## Task
Please set down the records below exactly as they appear.

## Material for this exercise
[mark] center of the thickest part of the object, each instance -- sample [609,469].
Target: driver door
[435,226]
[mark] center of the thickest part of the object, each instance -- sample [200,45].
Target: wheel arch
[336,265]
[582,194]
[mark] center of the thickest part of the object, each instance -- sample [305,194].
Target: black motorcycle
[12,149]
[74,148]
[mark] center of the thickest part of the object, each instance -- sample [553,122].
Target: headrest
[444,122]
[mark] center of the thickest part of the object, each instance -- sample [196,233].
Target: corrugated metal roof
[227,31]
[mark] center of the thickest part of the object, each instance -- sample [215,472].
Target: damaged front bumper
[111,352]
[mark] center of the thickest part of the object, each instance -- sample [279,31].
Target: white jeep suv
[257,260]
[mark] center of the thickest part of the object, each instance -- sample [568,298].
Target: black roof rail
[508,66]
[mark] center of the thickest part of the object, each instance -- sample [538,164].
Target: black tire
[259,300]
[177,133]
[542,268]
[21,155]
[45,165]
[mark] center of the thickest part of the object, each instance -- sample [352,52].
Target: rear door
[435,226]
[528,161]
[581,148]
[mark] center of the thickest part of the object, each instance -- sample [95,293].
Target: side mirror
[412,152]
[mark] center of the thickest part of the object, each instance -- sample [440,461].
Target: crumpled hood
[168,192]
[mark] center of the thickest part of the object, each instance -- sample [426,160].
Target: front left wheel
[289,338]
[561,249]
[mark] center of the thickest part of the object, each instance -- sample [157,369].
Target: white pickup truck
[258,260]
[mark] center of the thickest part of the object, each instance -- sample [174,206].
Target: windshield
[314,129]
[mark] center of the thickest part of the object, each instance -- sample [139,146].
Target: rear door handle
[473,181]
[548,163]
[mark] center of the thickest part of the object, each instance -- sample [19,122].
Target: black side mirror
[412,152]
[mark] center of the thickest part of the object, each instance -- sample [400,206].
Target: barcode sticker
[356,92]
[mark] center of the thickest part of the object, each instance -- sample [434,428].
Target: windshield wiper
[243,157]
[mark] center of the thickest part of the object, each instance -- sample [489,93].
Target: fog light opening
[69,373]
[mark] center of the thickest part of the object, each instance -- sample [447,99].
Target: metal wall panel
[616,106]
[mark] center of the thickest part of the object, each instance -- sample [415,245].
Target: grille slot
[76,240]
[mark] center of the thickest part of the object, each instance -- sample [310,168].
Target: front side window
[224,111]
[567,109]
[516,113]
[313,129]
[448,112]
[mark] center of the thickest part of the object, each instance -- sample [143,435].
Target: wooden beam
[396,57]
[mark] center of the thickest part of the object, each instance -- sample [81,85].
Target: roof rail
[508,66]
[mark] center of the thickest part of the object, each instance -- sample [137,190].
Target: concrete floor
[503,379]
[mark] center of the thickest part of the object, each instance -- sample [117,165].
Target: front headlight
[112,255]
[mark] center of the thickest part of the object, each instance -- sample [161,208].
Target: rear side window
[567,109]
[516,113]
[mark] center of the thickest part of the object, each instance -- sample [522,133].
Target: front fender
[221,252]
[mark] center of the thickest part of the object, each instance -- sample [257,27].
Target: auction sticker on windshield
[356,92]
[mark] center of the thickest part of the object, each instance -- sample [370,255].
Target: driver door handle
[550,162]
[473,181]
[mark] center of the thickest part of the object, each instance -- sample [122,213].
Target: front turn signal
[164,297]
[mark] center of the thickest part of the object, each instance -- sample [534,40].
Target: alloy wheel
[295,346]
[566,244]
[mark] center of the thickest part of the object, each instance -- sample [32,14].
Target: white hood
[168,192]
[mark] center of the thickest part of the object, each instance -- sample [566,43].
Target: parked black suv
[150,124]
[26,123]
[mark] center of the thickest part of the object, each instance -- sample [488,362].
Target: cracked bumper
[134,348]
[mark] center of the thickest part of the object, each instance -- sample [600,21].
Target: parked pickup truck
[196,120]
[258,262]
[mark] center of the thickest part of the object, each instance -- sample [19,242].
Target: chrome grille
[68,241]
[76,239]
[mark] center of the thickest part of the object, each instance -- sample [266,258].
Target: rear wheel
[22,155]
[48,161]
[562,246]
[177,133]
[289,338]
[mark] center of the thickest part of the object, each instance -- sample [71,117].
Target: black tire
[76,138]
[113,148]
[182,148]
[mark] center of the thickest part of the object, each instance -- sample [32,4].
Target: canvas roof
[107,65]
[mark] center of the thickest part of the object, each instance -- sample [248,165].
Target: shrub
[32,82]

## Solution to this exercise
[mark] center of the thickest part of the object, each instance -- sample [609,469].
Target: driver door
[435,226]
[mark] center of the thickest part of the object, each instance -- sample [200,45].
Target: wheel arch
[336,265]
[582,194]
[mark] center of the thickest part of the object, each instance -- sample [305,194].
Target: black motorcycle
[12,149]
[74,148]
[mark] center of the thickest part of the object, each instance -- sample [553,122].
Target: headrest
[444,122]
[mark] center of the thickest part of the object, each instance -- sample [196,233].
Target: corrugated metal roof
[227,31]
[mark] center of the thickest part of the object, each instance -- sample [215,472].
Target: damaged front bumper
[111,352]
[mark] center of the thickest part of the object, each instance -- sample [279,31].
Target: white jeep suv
[257,260]
[mark] center of the thickest part of the object, each instance -- sample [568,298].
Target: black roof rail
[508,66]
[mark] center of the thickest part of the object, each instance -- sample [538,164].
Target: black tire
[259,300]
[177,133]
[542,268]
[21,155]
[45,165]
[mark] center of the thickest part of the object, each instance -- sample [352,52].
Target: rear door
[435,226]
[528,161]
[581,148]
[mark] center of the thickest part of the object, each instance -- sample [95,293].
Target: side mirror
[412,152]
[mark] center of the thickest part of the object, each instance -- sample [440,461].
Target: crumpled hood
[168,192]
[mark] center of the thickest part of the object, each instance -- sample [426,160].
Target: front left wheel
[289,338]
[561,249]
[mark] center of the thickest part of the object, each instance -- sample [157,369].
Target: white pickup truck
[258,260]
[mark] center of the thickest part of the object, each instance -- sample [174,206].
Target: windshield
[314,129]
[mark] center of the thickest part of the object, each instance -- sample [139,146].
Target: rear door handle
[473,181]
[548,163]
[mark] center of the thickest part of the object, each instance -- sample [19,122].
Target: black side mirror
[412,152]
[mark] center of the thickest part of the object, each instance -- sample [400,206].
Target: barcode sticker
[356,92]
[mark] center of the thickest part of the object, each instance -- sample [434,428].
Target: windshield wiper
[243,157]
[mark] center of the thickest part of the object, each instance -- sample [489,93].
Target: fog light opening
[69,373]
[mark] center of the thickest part of the object, each instance -- sample [447,99].
Target: metal wall panel
[616,106]
[mark] center of the thickest part of the object, each instance -- sample [415,245].
Target: grille slot
[76,240]
[mark] center of the thickest part of the object, each instance -- sample [310,168].
Target: front side window
[224,111]
[567,109]
[516,113]
[313,129]
[448,112]
[mark] center of the thickest part of the object, each instance -- sample [143,435].
Target: wooden beam
[396,57]
[mark] center of the thickest part of the object, each instance -- sample [81,85].
Target: roof rail
[508,66]
[mark] center of the thickest part of the object, each instance -- sample [137,190].
Target: concrete floor
[503,379]
[mark] center of the thickest part of the object, each instance -- sample [117,165].
Target: front headlight
[112,255]
[mark] center of the thickest part of the object, each instance -- sample [161,208].
Target: rear side window
[567,109]
[516,113]
[mark] center of the thickest part of the object, each instance -- sample [522,133].
Target: front fender
[221,252]
[mark] center of the thickest part of the object, each instance -- sample [257,27].
Target: auction sticker on windshield
[356,92]
[mark] center of the thickest part of the object, each instance -- sample [370,255].
Target: driver door handle
[550,162]
[473,181]
[mark] center of the thickest part of the object, each instance -- sample [122,213].
Target: front turn signal
[164,297]
[mark] center of the thickest part of the object, each instance -- sample [534,40].
Target: alloy wheel
[295,346]
[566,244]
[mark] center of the thickest part of the object, each instance -- sample [32,14].
Target: white hood
[168,192]
[mark] center of the thickest part of the object, each instance -- sample [566,43].
Target: parked black suv
[150,124]
[26,123]
[mark] center of the thickest part of the object, each instance -- sample [488,362].
Target: cracked bumper
[134,348]
[mark] center of the thickest part of the object, each instance -- sample [600,21].
Target: parked pickup truck
[196,120]
[258,262]
[mark] center of the thickest part of the object, each instance -- sample [19,242].
Target: chrome grille
[68,241]
[76,239]
[mark] center of the thickest part of the object, each instance -- sample [266,258].
Target: rear wheel
[22,155]
[48,161]
[562,246]
[177,133]
[289,338]
[mark] center of the thickest part of the object, each instance -- sample [71,117].
Target: black tire
[76,138]
[113,148]
[182,148]
[mark] center of the thickest part of the object, each instance -- sample [32,4].
Target: canvas roof
[107,65]
[mark] center of the thickest part of the object, each instance -- sample [248,165].
Target: shrub
[32,82]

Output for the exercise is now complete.